Tarea breve
Sume 139 a cada coordenada de las respuestas y reproduzca íntegramente todo lo que va desde el inicio de los registros hasta la línea que contiene "M 256 54 L 255", ambos extremos incluidos y sin omitir ninguna línea.

___ Registros proporcionados

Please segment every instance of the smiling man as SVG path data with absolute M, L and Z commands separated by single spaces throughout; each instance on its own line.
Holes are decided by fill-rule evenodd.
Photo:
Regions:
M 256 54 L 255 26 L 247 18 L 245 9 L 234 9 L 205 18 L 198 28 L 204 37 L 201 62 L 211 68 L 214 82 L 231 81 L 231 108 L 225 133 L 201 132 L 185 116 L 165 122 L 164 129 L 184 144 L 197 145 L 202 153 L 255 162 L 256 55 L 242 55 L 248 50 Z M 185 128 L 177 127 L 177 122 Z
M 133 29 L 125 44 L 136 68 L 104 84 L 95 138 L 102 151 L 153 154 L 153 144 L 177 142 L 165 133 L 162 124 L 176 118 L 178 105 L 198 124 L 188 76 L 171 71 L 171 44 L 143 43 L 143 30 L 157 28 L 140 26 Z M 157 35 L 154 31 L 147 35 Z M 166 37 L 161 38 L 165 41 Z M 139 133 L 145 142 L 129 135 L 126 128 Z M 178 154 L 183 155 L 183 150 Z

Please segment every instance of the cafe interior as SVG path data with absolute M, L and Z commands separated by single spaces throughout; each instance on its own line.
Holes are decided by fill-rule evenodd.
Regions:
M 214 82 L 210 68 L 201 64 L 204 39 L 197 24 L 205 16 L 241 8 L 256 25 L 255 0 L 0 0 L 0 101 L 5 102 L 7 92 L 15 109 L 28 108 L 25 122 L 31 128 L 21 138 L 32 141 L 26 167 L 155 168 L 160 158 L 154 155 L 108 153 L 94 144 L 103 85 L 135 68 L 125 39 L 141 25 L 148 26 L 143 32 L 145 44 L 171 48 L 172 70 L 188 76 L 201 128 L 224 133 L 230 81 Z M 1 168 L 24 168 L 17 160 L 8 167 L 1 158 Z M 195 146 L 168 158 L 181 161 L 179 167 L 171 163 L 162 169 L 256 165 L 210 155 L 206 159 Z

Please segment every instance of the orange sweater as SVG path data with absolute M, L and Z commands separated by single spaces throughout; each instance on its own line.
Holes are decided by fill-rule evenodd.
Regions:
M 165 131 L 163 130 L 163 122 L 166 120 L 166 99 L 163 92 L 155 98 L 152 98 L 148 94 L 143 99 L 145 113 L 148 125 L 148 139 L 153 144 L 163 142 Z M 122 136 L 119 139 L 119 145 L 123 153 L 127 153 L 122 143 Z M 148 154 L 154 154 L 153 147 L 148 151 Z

______

Respuesta escrita
Please segment every instance of the smiling man as SVG path data with absolute M, L and Z commands separated by single spaces throughout; each instance on its own line.
Holes are decided by fill-rule evenodd.
Photo:
Regions:
M 395 193 L 394 165 L 386 157 L 384 148 L 373 148 L 344 157 L 337 167 L 343 176 L 340 201 L 350 207 L 353 221 L 370 220 L 370 247 L 364 272 L 340 271 L 324 255 L 304 261 L 303 268 L 323 283 L 336 284 L 341 292 L 394 301 L 395 194 L 381 194 L 387 189 Z M 324 267 L 316 266 L 316 261 Z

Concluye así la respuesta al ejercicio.